[Reading text]:
--
Eastwood Academy is a secondary school in the Eastwood neighborhood of the East End, Houston, Texas, United States. The school is a member of the Houston Independent School District and is a school-of-choice for residents in the city of Houston.

Eastwood Academy has been an "exemplary" high school since 2008, and is rated by the Texas Education Agency and was nominated as a Blue Ribbon School in 2010 and received the award, officially, in 2011.

Eastwood Academy has been ranked number 3 in the Greater Houston area by Children at Risk, number 70 in the nation by The Washington Post, and number 22 in the nation by U.S. News .

History
Eastwood was built in 1954 as a Baptist Church before the Houston Independent School District bought the property and admitted the school as an internal charter in 2001. The  building was renovated and expanded for "re-adaptive" use for 175 students. The renovation included administrative offices, library, cafeteria, classrooms, science laboratories, computer laboratories and a multi-purpose room with a stage. The school was originally supposed to be a 9th grade school and feeder to the nearby Austin High School. After some consideration, the founders decided that the school would serve as a small-school alternative to Austin HS, Milby HS, and Chavez HS.

Since then Eastwood Academy has admitted students from all around the Houston area; the majority enrolled are from nearby schools, some of which include Jackson Middle School, Edison Middle School, and Project Chrysalis Middle School, but others include Rice Middle, Lanier Vanguard, and TH Rogers Middle.  Project Chrysalis Middle School makes up 38% of the class of 2016. Students are required to apply since it is a charter school and are admitted based on their grade point averages, standardized test scores, teacher recommendations, and interviews (which are conducted by the faculty and administration.)
--
[Work to complete]:
1. Answer these questions from the Eastwood Academy text, one per line:
(a) In what year was the Eastwood building constructed, and as what?
(b) What national rank did The Washington Post give the school?
(c) What percentage of the class of 2016 came from Project Chrysalis Middle School?
2. Print the part of the Eastwood Academy text that starts at the words "Eastwood Academy is" and ends after the words "city of Houston.".

[Material provided]:
--
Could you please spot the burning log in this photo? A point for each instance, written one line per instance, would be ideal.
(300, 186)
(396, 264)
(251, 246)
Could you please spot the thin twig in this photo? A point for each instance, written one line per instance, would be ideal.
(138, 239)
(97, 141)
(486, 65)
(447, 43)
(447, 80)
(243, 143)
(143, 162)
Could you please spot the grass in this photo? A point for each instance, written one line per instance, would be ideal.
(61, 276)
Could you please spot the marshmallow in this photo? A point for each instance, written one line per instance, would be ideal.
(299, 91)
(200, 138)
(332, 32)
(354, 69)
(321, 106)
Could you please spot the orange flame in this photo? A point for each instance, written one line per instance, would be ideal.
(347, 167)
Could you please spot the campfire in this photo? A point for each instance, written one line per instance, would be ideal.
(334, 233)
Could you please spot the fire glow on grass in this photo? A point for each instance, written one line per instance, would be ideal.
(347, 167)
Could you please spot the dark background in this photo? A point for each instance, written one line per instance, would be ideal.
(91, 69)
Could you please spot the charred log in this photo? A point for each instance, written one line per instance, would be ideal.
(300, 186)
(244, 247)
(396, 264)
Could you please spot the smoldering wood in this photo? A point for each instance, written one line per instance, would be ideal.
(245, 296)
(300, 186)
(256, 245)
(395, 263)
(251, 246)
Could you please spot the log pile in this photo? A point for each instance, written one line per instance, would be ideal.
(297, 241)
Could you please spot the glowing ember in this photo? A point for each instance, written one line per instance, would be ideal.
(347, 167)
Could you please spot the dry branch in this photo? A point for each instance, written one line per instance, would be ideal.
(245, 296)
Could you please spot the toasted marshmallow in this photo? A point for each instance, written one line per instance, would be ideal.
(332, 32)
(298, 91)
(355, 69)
--
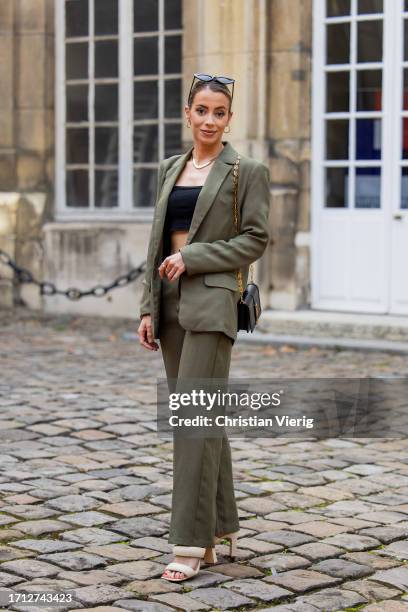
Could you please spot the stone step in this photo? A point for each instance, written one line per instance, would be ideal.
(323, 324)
--
[Answer section]:
1.
(a) 1954, as a Baptist Church
(b) Number 70 in the nation
(c) 38%

2.
Eastwood Academy is a secondary school in the Eastwood neighborhood of the East End, Houston, Texas, United States. The school is a member of the Houston Independent School District and is a school-of-choice for residents in the city of Houston.